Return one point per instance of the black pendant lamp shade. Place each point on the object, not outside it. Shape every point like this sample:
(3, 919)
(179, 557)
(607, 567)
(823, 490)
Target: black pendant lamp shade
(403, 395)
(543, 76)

────────

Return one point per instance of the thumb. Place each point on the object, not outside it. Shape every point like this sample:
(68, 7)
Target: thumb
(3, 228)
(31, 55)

────────

* _Written instruction_: Count the lines in the rows above that contain the string "this". Case counts, and the reply should be the number alone.

* _Output of the exercise_: 2